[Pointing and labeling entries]
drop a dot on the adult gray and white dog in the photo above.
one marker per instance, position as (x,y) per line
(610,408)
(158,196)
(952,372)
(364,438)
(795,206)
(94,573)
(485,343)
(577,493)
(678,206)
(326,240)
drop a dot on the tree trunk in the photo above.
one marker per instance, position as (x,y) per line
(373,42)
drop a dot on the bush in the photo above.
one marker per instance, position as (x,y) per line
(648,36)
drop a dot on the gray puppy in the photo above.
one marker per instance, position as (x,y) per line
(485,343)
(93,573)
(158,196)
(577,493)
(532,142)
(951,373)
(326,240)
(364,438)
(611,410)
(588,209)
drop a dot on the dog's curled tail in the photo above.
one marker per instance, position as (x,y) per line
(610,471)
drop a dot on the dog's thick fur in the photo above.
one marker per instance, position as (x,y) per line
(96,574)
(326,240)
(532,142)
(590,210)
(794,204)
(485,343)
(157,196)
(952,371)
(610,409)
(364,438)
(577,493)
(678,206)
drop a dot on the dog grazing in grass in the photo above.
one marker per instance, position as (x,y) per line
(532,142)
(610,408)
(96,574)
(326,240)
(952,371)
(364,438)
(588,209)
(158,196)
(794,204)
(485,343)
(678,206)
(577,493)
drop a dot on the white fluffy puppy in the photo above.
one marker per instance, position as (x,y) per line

▶ Task goal
Rewrite the rows above, changing "drop a dot on" to "place a marker on" wherever it occurs and leaving everything else as it is.

▶ Solution to the problem
place a marker on the adult gray and white dog in the photo above.
one marker per instance, position as (x,y) per line
(610,408)
(158,196)
(952,372)
(364,438)
(795,206)
(94,573)
(485,343)
(577,493)
(678,206)
(326,240)
place a marker on the tree trunk in the photo above.
one marker per instance, position as (x,y) per line
(373,42)
place a marker on the bush in the photo above.
one marker per instance, position as (x,y) per line
(648,36)
place a marker on the gray puppy in the photo above.
one marker per instance, position as (x,y) per line
(485,343)
(93,573)
(158,196)
(577,493)
(532,142)
(951,373)
(326,240)
(364,438)
(611,410)
(588,209)
place a marker on the dog's curled tail in the photo above.
one marker per instance, position as (x,y) per line
(610,471)
place a marker on the dog's thick fur in the photo above.
one marker per instance, position as (x,y) per line
(96,574)
(326,240)
(532,142)
(590,210)
(794,204)
(485,343)
(157,196)
(952,371)
(610,409)
(364,438)
(577,493)
(678,206)
place a marker on the dog grazing in grass in the photo above.
one marker per instance, position as (x,y) per line
(532,142)
(610,408)
(96,574)
(326,240)
(952,371)
(364,438)
(588,209)
(158,196)
(794,204)
(485,343)
(678,206)
(577,493)
place a marker on the white fluffy puppy in the photo above.
one marker per instance, position as (x,y) per line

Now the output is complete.